Excerpt to read
<<<<
The problem with my first way of drawing the spheres is that the CPU does an awful lot of redundant computation. Every time the program draws a sphere, it recomputes the vertex coordinates and normal vectors, which adds up to quite a bit of work. The second technique for drawing the spheres computes the vertex and normal data just once and stores the computed data in an array. When drawing a sphere, the data is taken from the arrays rather than recomputed. The functions glVertex3f and glNormal3f are still used along with glBegin/glEnd to send the data to the GPU. The measured render time does not include the computation of the data, so it gives a better measure of the actual work done by OpenGL. In trials on several machines, I found that the second technique was about twice as fast as the first. The lesson here is not about OpenGL but about the advisability of avoiding massively redundant work on the CPU.
>>>>
What to work on
Continue the passage about speeding up OpenGL sphere drawing, picking up after its last sentence. The rows that come next are a separate set of material, unrelated to the passage on drawing spheres.

Material provided
<<<<
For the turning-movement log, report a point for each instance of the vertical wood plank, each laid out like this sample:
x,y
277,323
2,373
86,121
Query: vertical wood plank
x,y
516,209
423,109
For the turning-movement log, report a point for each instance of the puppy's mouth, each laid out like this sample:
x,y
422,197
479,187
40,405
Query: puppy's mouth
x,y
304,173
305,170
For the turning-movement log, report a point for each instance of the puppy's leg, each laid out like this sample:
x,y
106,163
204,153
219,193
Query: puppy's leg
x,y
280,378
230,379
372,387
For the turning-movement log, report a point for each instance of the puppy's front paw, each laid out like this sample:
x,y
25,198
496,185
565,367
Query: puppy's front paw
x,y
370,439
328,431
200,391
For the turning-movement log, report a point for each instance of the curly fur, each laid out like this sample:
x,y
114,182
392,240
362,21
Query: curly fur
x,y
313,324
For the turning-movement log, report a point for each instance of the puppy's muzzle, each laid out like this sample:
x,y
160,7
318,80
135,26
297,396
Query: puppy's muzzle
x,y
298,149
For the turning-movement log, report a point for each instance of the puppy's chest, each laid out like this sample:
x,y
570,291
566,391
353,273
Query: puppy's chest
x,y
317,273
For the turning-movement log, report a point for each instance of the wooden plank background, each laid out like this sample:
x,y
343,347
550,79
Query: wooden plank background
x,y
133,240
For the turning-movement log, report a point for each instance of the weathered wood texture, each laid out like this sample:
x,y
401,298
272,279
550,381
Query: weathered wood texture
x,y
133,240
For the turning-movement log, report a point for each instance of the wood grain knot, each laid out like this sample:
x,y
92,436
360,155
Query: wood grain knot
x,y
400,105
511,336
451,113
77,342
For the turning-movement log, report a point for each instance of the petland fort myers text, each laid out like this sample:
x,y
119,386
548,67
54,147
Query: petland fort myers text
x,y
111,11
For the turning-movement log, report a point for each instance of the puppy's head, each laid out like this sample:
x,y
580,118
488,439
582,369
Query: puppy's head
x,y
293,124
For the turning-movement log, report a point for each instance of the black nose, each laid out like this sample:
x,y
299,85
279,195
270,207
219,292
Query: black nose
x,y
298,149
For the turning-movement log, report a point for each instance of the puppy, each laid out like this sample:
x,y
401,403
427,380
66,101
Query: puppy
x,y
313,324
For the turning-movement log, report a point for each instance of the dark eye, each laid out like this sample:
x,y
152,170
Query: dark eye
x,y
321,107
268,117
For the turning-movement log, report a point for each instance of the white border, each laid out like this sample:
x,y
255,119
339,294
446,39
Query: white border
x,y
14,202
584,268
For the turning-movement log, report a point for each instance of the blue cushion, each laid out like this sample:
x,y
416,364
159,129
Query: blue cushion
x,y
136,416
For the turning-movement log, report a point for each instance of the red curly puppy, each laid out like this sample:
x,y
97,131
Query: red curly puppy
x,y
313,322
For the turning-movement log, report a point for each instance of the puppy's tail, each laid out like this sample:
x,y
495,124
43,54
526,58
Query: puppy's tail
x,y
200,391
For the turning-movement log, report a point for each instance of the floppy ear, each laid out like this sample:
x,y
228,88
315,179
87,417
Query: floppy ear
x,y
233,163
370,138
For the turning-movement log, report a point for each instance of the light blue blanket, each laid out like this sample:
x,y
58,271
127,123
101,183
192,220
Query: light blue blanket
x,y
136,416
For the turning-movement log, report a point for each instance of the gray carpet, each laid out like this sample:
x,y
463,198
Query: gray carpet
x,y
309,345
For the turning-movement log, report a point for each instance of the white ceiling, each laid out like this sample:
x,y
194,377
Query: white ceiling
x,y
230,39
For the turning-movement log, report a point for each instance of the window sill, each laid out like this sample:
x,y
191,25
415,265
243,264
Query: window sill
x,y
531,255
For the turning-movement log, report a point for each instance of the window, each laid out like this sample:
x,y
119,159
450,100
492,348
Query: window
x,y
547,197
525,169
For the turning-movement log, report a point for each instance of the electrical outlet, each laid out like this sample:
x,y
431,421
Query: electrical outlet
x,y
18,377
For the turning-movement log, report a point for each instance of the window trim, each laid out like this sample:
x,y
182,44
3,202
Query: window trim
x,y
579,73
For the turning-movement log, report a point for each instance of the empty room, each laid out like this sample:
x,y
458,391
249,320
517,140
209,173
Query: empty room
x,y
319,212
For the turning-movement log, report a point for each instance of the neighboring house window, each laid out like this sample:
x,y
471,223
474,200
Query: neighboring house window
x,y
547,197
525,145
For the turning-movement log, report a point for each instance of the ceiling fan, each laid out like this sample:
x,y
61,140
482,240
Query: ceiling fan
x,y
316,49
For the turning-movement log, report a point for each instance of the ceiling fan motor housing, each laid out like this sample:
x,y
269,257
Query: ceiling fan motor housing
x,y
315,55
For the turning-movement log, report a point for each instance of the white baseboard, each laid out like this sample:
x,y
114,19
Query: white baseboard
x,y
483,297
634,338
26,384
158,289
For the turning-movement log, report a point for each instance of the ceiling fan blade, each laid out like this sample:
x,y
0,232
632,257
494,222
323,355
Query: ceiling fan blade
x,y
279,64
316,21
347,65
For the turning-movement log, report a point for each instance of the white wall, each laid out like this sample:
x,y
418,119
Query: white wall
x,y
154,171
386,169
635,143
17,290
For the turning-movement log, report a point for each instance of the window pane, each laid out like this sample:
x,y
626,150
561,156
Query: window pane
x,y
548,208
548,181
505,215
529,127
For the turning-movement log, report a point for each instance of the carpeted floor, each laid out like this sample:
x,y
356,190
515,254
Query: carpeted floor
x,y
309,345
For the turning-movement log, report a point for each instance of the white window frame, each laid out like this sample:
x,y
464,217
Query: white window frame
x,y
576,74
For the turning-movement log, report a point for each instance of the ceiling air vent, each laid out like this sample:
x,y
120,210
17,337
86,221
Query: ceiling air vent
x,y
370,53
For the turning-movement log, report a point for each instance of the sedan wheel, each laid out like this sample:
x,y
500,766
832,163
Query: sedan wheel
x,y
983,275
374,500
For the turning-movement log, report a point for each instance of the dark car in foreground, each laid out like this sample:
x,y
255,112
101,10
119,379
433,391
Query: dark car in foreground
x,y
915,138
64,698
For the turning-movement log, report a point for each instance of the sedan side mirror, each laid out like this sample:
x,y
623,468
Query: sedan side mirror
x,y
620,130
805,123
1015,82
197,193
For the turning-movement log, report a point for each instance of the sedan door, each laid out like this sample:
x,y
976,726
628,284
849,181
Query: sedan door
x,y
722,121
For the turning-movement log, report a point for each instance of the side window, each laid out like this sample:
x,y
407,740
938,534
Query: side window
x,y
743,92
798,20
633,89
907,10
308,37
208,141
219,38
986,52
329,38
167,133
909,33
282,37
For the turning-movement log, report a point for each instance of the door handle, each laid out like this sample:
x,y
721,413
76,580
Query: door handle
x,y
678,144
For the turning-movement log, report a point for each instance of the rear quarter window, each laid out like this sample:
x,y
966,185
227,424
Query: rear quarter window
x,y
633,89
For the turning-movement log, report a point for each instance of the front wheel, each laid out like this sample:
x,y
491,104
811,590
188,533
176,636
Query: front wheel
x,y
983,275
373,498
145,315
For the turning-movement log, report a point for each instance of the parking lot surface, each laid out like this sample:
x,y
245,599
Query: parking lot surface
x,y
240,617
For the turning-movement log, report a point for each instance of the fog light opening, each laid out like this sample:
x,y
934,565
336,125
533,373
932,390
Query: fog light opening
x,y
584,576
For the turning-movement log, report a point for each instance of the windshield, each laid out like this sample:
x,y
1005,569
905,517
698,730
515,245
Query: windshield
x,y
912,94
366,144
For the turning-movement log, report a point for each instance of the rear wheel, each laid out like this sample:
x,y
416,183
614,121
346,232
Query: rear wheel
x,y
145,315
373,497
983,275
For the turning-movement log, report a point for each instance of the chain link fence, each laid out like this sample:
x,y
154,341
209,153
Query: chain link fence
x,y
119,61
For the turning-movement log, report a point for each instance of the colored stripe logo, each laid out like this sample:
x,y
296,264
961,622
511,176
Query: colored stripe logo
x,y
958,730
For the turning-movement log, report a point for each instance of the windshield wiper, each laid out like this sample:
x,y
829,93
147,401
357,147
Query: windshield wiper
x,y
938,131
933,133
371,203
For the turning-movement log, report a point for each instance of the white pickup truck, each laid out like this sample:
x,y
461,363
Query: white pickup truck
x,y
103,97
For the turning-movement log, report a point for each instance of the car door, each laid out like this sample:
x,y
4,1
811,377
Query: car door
>>>>
Exercise response
Even using the second technique, the program is still calling a huge number of OpenGL routines to draw the image. And it executes exactly the same series of commands for each of the 1331 spheres. It seems silly to send the same commands and data to the GPU over and over. Even in OpenGL 1.0, there is a way to avoid this: display lists. A display list is simply a list of OpenGL commands that is saved in the GPU's memory. The CPU sends a series of commands to the GPU just once, and the GPU stores the commands in a display list. The CPU can then use a single OpenGL command, glCallList(listID), to tell the GPU to execute the commands in the display list. The third technique in my program is to store all the commands for drawing one sphere in a display list, so that it will take only one OpenGL command to draw each sphere (plus a few more to set up the color and transformation for the sphere).

Display Lists are quite effective. In all my trials, display lists were either the fastest rendering technique, or approximately tied for being the fastest. One problem is that they can only be used if you want to repeat the exact same sequence of commands (with the same data).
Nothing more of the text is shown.